Can you recast the records, from the line containing "One keypoint belongs to every instance. Tag the utility" through the end of the records (both ends included), as a Markdown table with the columns No. and Line, one numbered row per line, with blank lines and pictures left out?

### Records supplied

****************************************

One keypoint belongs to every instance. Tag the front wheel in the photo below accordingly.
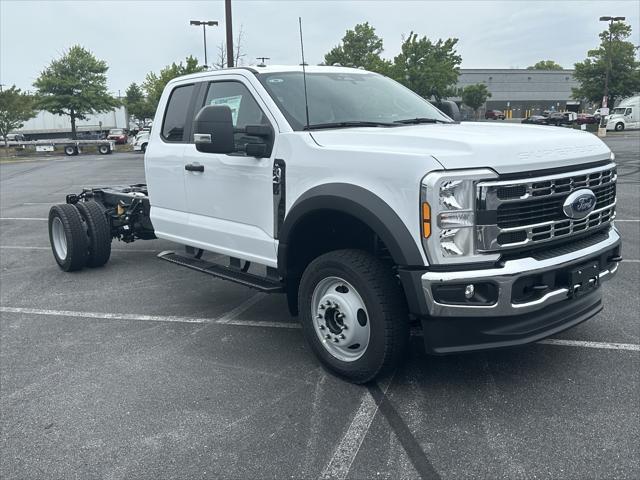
(354, 314)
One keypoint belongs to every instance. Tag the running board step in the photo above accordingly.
(263, 284)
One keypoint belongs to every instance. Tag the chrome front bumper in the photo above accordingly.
(504, 278)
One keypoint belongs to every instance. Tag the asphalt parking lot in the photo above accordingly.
(142, 369)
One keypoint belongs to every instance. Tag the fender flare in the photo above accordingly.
(362, 204)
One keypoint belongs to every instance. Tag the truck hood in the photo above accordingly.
(505, 147)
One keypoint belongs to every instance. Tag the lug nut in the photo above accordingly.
(469, 290)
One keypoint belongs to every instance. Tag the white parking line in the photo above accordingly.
(346, 451)
(634, 347)
(229, 319)
(132, 250)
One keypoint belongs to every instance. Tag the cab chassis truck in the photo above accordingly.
(369, 208)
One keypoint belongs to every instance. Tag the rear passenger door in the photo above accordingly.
(231, 201)
(164, 164)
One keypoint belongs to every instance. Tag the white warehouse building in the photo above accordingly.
(521, 90)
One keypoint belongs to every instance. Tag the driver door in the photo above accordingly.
(230, 202)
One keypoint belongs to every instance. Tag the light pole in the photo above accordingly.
(229, 27)
(205, 24)
(605, 98)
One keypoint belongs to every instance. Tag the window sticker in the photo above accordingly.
(232, 102)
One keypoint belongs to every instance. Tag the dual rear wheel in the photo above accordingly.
(80, 235)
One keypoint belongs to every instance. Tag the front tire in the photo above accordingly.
(354, 315)
(68, 237)
(98, 233)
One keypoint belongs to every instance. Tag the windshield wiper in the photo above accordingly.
(349, 123)
(415, 121)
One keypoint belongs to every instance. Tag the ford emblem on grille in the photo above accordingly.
(579, 204)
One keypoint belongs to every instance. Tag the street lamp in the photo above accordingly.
(205, 24)
(605, 98)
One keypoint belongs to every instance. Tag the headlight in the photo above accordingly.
(448, 204)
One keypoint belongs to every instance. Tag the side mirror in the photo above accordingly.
(213, 129)
(450, 108)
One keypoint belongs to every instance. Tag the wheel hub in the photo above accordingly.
(337, 309)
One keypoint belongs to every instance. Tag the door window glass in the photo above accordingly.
(244, 109)
(175, 117)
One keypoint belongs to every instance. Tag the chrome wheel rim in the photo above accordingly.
(340, 319)
(59, 238)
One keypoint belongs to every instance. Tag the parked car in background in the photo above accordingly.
(13, 138)
(536, 120)
(494, 115)
(626, 115)
(561, 118)
(586, 118)
(90, 136)
(118, 135)
(141, 141)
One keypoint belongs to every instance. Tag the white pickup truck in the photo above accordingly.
(369, 208)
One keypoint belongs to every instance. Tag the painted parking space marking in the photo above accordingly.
(48, 249)
(229, 318)
(634, 347)
(345, 453)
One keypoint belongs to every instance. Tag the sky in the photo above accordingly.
(135, 37)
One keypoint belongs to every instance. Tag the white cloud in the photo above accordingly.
(141, 36)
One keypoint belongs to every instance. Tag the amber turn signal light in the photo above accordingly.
(426, 220)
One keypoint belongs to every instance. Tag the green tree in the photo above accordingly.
(545, 65)
(474, 96)
(137, 104)
(624, 76)
(429, 69)
(154, 83)
(16, 108)
(75, 85)
(360, 47)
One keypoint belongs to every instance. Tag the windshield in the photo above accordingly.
(346, 98)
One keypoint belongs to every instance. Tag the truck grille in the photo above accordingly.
(518, 213)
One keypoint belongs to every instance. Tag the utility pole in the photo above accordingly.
(205, 24)
(229, 26)
(605, 98)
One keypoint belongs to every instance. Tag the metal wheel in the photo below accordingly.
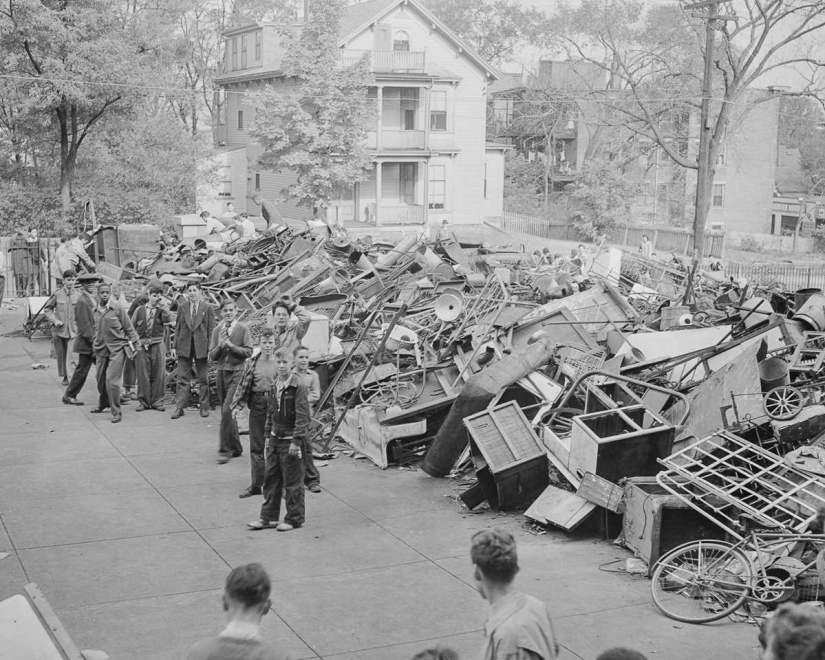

****************************************

### Expected output
| No. | Line |
|---|---|
| 1 | One keypoint belongs to every instance. Tag the utility pole in the photo above accordingly. |
| 2 | (205, 24) |
| 3 | (229, 26) |
| 4 | (605, 98) |
| 5 | One keypoint belongs to every instance. Tag the metal wheel in the photo below accordingly. |